====== Stored data ======

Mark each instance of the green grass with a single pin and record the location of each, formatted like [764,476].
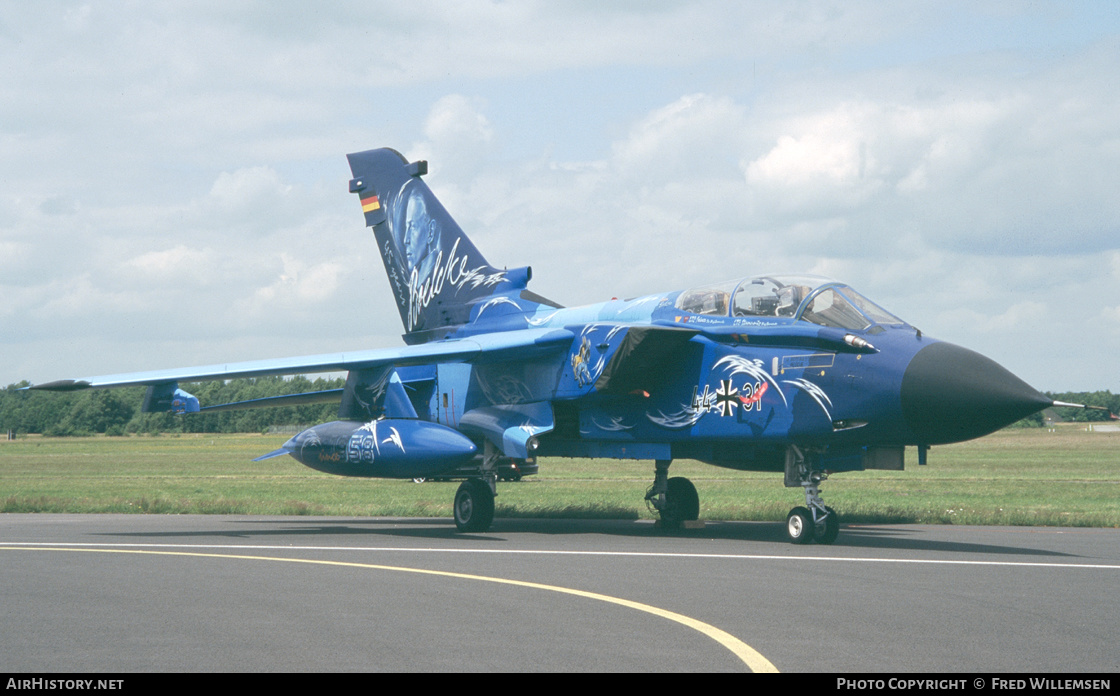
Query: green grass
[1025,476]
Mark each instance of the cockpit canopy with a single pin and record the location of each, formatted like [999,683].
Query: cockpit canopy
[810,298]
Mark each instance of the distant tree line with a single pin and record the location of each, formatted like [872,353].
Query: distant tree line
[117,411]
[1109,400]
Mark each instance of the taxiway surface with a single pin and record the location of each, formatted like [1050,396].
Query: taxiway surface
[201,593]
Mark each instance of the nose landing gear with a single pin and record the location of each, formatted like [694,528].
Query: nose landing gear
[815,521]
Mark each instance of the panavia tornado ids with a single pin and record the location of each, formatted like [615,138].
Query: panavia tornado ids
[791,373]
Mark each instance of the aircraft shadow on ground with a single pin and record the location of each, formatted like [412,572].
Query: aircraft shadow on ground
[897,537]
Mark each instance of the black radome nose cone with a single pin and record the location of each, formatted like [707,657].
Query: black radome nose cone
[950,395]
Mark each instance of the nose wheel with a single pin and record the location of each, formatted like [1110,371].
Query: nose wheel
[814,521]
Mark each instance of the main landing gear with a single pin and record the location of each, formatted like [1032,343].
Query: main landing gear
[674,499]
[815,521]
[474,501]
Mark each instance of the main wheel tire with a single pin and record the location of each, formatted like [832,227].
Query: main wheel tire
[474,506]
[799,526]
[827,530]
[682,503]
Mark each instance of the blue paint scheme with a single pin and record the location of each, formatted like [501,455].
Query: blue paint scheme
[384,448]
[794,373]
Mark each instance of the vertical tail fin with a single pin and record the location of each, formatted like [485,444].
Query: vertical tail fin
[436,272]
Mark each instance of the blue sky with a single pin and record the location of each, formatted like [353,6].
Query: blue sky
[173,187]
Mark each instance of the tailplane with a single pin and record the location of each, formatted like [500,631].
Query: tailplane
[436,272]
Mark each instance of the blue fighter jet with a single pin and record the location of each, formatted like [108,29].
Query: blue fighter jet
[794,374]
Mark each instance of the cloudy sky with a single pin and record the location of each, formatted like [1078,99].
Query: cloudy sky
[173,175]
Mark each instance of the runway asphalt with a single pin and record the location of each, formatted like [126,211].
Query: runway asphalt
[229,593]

======

Return each entry above unchanged. Leave the pictures out.

§ Reply to the exercise:
Mark each instance of the green grass with a single pin and record the location of each, formatted like [764,476].
Query: green grass
[1025,476]
Mark each instance of the cockpit canopy with a single pin and record the location of each, formatted like [999,683].
Query: cockpit canopy
[810,298]
Mark each instance of the distant tree line with a single pin and record the location of each, formatted like [872,353].
Query: distant tree line
[117,411]
[1109,400]
Mark each instance of the taxiway surface with a single pin and record the location of each, formatted like [1050,396].
Query: taxiway surface
[201,593]
Mark each instance of the nose landing gear with a single pin and record the location of each, formatted like [694,528].
Query: nose landing gear
[815,521]
Mark each instance of the panavia tornado ids with a single pin and record the location of each, formatted like [615,138].
Query: panavia tornado ids
[791,373]
Mark each instance of the aircraft shadow on ground with a single pin and record the location of each, formatted like [412,572].
Query: aircraft shadow on ground
[897,537]
Mark each instance of the black radome nose cone with a single pin and record the location of each, formatted like [707,657].
Query: black radome nose cone
[950,395]
Mark each instance of the nose wheel with a single pin and record the location of each, formatted like [1110,371].
Query: nose wheel
[814,521]
Mark each instance of the main landing gear with a single pin and record the location of each, formatted like [1032,343].
Query: main landing gear
[674,499]
[815,521]
[474,501]
Mark each instance of the main wheel tire with a single pin and record the location of each, formatted like [832,227].
Query: main wheel tire
[474,506]
[799,526]
[827,530]
[682,503]
Mark each instance of the blue paint scheme with a single pin and record the location of each, formatted like [501,455].
Query: blue paint scheme
[384,448]
[794,373]
Mark each instance of the vertical tail fin with a single pin and record the location of each, formatted like [485,444].
Query: vertical tail fin
[436,272]
Mark each instance of the blue sky with a single pin and record the location of each, formatted like [353,6].
Query: blue sky
[173,187]
Mark each instance of the tailplane with a single pin and record the location of each, formatted like [500,631].
Query: tailplane
[436,272]
Mark each instance of the blue fighter jet with a single pin and record the location of each, formatted like [108,29].
Query: blue fighter jet
[794,374]
Mark each instance of the cloudy sky with a single pin and record the location of each, formatted like [1078,99].
Query: cloudy sky
[173,175]
Mark each instance of the runway asphalt with a single pin and record the location of each, formatted like [126,211].
Query: runway asphalt
[229,593]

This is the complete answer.